Task inputs
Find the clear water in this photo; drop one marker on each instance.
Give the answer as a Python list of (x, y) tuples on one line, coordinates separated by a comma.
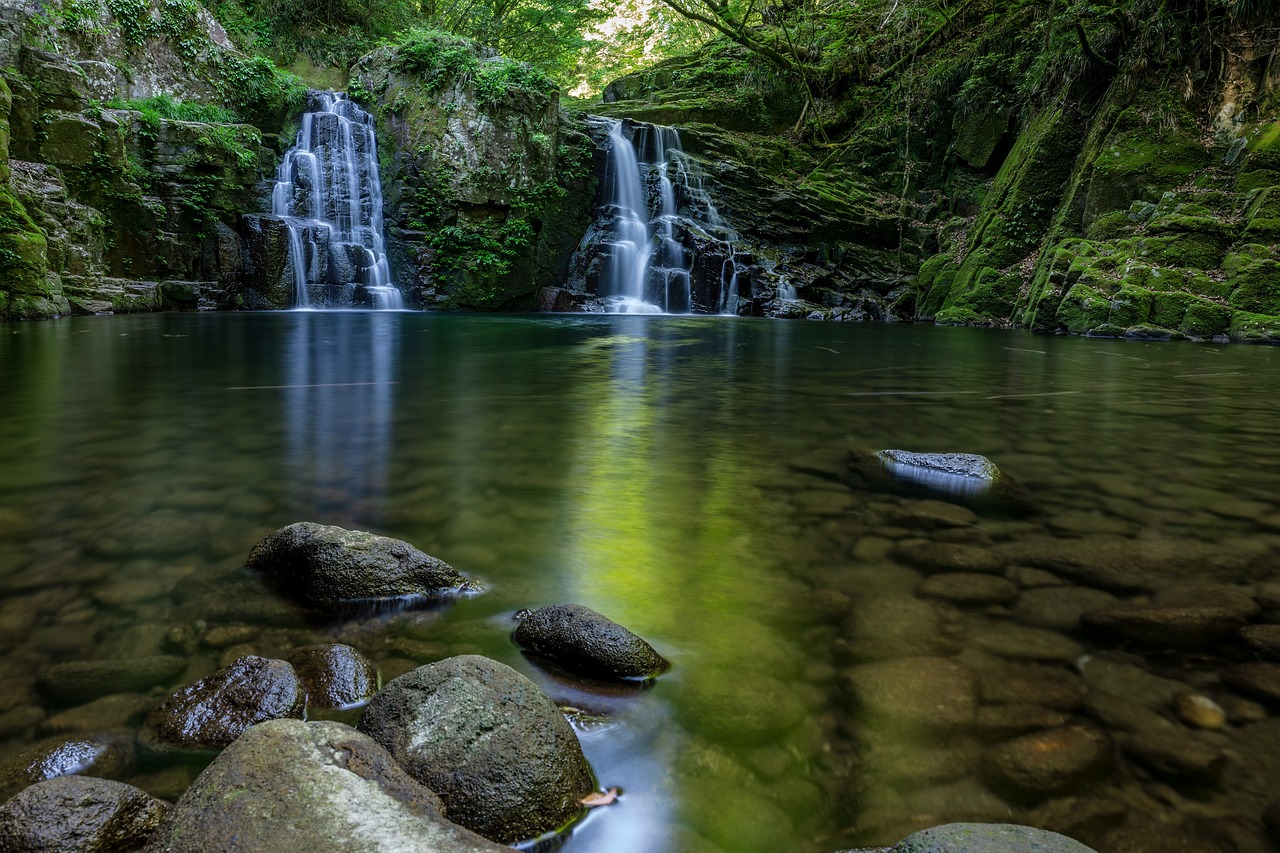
[(666, 471)]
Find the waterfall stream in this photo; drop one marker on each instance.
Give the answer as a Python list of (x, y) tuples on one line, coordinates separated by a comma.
[(659, 219), (329, 195)]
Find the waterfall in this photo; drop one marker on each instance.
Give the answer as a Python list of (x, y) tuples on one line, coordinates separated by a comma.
[(329, 196), (659, 219)]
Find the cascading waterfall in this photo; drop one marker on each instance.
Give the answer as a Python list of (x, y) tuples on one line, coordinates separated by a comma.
[(329, 195), (657, 206)]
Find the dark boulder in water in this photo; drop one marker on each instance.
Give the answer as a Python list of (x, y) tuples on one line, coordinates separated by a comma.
[(328, 565), (484, 738), (581, 641)]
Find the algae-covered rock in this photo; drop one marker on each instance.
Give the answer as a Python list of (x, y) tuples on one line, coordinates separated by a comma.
[(484, 738), (292, 785), (583, 641), (80, 815), (327, 565), (214, 711)]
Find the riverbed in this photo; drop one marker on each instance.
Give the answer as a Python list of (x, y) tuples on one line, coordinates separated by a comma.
[(688, 478)]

Requirement
Can you scale the whole listing above by writing out every line again, requests included, with each x and y coordinate in the answers multiplied by 2.6 and rounded to a whole number, halves rounding up? Leave the pictures out.

Answer to the task
Find the clear water in this photo; drop one marker on each instance.
Give the answer as a Python list of (x, y) tuples on one line, coordinates separated by a comma.
[(1732, 1225)]
Find the waterfall stream in this photo; drop one marker on each instance.
Give the answer as a Python list of (x, y) tuples on one line, coordinates separated by a comma.
[(1713, 569), (855, 507)]
Find the waterfall in this photo; drop one marker on each instance.
Give the answer as a Python list of (x, y) tuples on one line, coordinates separated by a comma.
[(855, 510), (1713, 569)]
Find the cascading waterfall in this photo; drop one marker on each instance.
Give the answer as a Python list of (x, y) tuples on one line, coordinates separated by a comma.
[(855, 507), (1708, 536)]
Find the dark boulder in water in this photo; drop one marker on each instance.
Give the answer as a Python list of (x, y) tuples on one line, coordinates separated by a comma.
[(853, 1469), (1258, 1919), (1511, 1667)]
Find the algae-covered rock in this photo; drop one marker on each instance.
Give the answer as a Python list of (x, y) tuples on one line, coordinates separated by a comma.
[(1258, 1919), (759, 2041), (1516, 1667), (208, 2119), (850, 1469), (556, 1849)]
Find the riverbed in this photo; drop one marker on each instance.
Give the answer as a Python list of (x, y) tuples on one line, coordinates separated by a comma.
[(1789, 1243)]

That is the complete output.